THE TASK:
Give back exactly the lines of the entries below from the line with "Point to the man's arm, one" to the line with "Point to the man, one", inclusive, and only those.

SOURCE DATA:

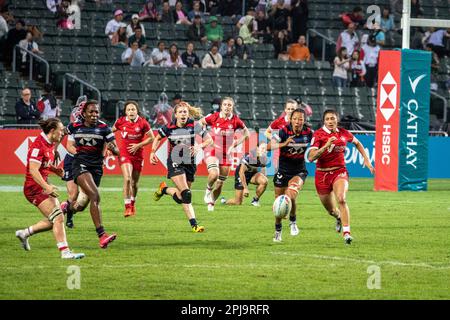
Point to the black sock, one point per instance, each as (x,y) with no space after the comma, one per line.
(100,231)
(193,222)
==
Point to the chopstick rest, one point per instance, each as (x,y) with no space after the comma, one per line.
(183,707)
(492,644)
* * *
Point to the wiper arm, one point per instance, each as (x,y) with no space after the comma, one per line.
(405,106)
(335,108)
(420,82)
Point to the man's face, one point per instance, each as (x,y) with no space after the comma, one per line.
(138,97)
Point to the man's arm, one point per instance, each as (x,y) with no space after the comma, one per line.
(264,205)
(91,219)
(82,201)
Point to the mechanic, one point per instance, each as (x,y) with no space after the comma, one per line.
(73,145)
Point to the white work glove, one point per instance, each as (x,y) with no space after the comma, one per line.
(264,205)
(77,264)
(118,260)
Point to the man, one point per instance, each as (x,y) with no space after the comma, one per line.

RESULT:
Point to the man's arm, one point per instance, each as (x,y) with no space after the comma, one per line.
(264,205)
(91,219)
(82,201)
Point to the mechanic, one point per instance, each as (x,y) with no space after the comma, one per line.
(73,145)
Point to the white work glove, one point per instance, each as (x,y) with no space after the comma, one per line.
(264,205)
(77,264)
(118,260)
Point to the man, one point per instance, each as (x,y) with no space after the comma, one per line.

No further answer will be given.